start Records to use

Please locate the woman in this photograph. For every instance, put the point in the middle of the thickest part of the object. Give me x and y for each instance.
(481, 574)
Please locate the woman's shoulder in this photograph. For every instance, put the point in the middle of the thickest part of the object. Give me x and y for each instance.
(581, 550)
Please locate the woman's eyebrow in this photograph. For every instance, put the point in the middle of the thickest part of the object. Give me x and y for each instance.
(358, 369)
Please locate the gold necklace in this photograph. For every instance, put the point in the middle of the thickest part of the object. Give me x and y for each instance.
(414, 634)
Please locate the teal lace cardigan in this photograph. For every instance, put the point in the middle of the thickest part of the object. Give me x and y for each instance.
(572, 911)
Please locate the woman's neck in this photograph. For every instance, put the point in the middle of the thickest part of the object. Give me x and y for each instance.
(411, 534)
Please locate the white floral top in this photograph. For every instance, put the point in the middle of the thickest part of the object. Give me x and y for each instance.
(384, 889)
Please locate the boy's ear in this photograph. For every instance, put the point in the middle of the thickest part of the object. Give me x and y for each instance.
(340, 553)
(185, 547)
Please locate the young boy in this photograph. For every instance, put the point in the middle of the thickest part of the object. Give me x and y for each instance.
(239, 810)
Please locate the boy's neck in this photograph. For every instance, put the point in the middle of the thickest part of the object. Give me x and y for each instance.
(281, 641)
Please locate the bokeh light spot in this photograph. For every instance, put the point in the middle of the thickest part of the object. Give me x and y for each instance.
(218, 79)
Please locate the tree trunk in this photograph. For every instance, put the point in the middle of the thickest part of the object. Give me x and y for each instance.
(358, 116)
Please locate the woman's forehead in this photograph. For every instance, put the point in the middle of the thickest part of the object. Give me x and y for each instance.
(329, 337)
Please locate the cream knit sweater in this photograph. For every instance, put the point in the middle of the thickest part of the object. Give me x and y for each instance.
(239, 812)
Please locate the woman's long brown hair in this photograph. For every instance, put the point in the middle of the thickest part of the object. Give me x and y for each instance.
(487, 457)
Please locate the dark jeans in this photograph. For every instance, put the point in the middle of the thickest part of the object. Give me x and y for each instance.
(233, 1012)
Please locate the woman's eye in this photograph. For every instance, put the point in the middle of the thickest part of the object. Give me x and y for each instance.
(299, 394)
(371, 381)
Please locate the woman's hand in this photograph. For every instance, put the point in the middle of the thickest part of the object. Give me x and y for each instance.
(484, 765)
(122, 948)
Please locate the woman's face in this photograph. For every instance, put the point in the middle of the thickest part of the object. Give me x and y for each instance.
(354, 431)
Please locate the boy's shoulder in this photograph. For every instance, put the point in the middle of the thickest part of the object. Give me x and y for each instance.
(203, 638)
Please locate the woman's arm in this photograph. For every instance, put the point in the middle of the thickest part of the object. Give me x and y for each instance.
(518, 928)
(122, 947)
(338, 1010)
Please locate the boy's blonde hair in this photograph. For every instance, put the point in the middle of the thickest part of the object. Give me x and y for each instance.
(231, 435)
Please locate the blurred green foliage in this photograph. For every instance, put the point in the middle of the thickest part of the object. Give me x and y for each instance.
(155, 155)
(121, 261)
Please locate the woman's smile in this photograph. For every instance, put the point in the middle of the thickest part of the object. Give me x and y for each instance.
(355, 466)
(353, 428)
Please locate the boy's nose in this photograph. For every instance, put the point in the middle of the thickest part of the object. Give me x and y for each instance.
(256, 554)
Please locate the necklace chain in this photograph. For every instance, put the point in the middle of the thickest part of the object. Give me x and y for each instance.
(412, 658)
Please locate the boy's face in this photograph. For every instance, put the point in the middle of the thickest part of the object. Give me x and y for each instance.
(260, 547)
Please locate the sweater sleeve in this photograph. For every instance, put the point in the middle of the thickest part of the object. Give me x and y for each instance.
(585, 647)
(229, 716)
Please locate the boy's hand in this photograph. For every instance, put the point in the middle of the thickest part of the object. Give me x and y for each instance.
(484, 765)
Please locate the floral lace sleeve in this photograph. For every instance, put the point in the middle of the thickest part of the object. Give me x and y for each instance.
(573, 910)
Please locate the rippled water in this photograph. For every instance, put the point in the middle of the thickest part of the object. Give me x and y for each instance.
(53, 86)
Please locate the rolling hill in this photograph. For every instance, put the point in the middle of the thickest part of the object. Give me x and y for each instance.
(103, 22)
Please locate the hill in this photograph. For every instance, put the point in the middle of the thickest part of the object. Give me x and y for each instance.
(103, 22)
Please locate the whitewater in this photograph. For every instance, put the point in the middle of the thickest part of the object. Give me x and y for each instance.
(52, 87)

end Records to use

** Aim **
Reproduce the complete data exactly as presented above.

** Full response **
Please locate the woman in this photograph. For every instance, put the point in the middle of the thickest part of the object. Give me x and y for each instance.
(481, 574)
Please locate the woman's shoulder in this photograph. For every instance, put the point in the middle of the thickest part of the object. Give me x and y for each instance.
(581, 550)
Please locate the woman's eyebrow in this photograph. For every instance, put the point in the middle of the thickest part of the object. Give me x and y for each instance.
(358, 369)
Please locate the gold necklace in this photograph. For every instance, put the point in the middle of the thickest part of the object. Give me x and y for each instance.
(414, 634)
Please locate the teal lace cardigan in this photograph. For every instance, put the point in the middle of the thickest part of the object. Give me x and y for each instance.
(572, 911)
Please locate the woman's neck in this photograph. For every instance, put the point in the middle of the thickest part of the object. Give me x and y for each instance.
(411, 534)
Please locate the white floral top in this photograph. For every instance, put the point in the middle of the thickest part of the object. Give me x and y for each instance.
(384, 889)
Please locate the boy's ear in this photograph. For every instance, put the point in the middle of the thickest part of the object. Give me x and y for each instance.
(340, 553)
(185, 547)
Please locate the young boy in this photograph. For every instance, put the point in the middle of the thickest part of the object. Give me x and y for each instance.
(239, 810)
Please locate the boy's neck in this photograph. For every instance, put the point in the middle of the thickest part of the object. Give me x and y for each instance.
(281, 641)
Please locate the bokeh light spot in this photograph. For every instance, put the point in the middle of the thickest part of the object. Give me x and y for each instance.
(218, 79)
Please locate the tree trunk in this photograph. For every instance, put the point in the middle of the thickest part of the object. Give me x and y for each instance.
(358, 116)
Please locate the woman's forehead in this photograph. For every instance, put the point in the middle of the thickest part of the object. Give me x and y for each instance.
(329, 337)
Please locate the cream knit sweater in this photograph. For every instance, put the point in the middle of the thickest part of the object. Give me x and y for each instance.
(239, 812)
Please locate the woman's long brown hair in this photograph. For every instance, put the point in the middle of the thickest part of the object. Give me x and y for each instance.
(487, 457)
Please locate the dark jeans in this photograph. For every instance, put the point in the middle of the thickest part of the object. Give me x and y for each instance.
(233, 1012)
Please locate the woman's eye in this photograph. For every instance, put the point in the middle of the thickest part of the object. Give me x and y for each instance.
(299, 394)
(371, 381)
Please locate the woman's hand in this photograph. For every instance, put the point in the middle of the thickest part of the object. Give me x and y for each instance.
(484, 765)
(122, 948)
Please locate the woman's face in this photograph. For every instance, put the point in the middle of the thickest part of the object. Give me x and y for each instance.
(354, 431)
Please locate the boy's shoulder in this photograph. For every instance, put the point in the middle of the thickest part of the object. Give me x and y for each instance.
(203, 638)
Please locate the woman's arm in this photograph. For every instance, put the point in the middle of the thickest part of the object. Give me x and y for each instance.
(518, 928)
(122, 947)
(338, 1010)
Please locate the boy's blonde hair in this photograph. For every instance, put the point in the middle of the thickest part of the object. Give me x and y for each instance.
(231, 435)
Please locate the blurred green foliage in this photograph. For every instance, put the point in the middle of the thickest part of the object. Give me x and y for each instance.
(155, 155)
(121, 261)
Please locate the woman's smile in this photograph. For every instance, put the point in the middle of the thickest part of the object. Give me x and y for each instance.
(355, 466)
(353, 428)
Please locate the boy's nose in this photograph. For every instance, put the point in the middle of the thickest part of the object. Give me x and y for each instance.
(256, 554)
Please locate the necklace chain in this photograph. For every instance, put the point in the middle of the thickest part of the object. Give me x and y for each instance.
(412, 658)
Please locate the boy's face in this photograph. For every instance, put the point in the middle of the thickest part of the object. Give me x and y for each instance.
(260, 547)
Please locate the sweater sleeve in this photograph. For every instance, put the point in the middle of the thickest part of the object. Give me x and y for each instance.
(585, 647)
(229, 716)
Please locate the boy's hand in this photograph. For every instance, put the point in the middle of the thickest part of the object. Give me x and y for each instance.
(484, 765)
Please locate the floral lace sleeve in this photograph. For every instance, put the point in the middle of the thickest part of the object. Give me x and y for each instance.
(573, 910)
Please locate the rippled water in this photograph. For every instance, put the point in the middle of the thickest part of the object. Give me x and y for each instance.
(53, 86)
Please locate the rolling hill in this photograph. For every instance, put the point in the middle of the thickest part of the object. Give me x and y for each instance.
(103, 22)
Please locate the hill in this photograph. For every instance, put the point in the middle of the thickest part of the object. Give me x and y for each instance.
(103, 22)
Please locate the whitewater in this photograph. For every instance, put the point in the middle of the thickest part of the object. Give me x and y for each instance.
(52, 87)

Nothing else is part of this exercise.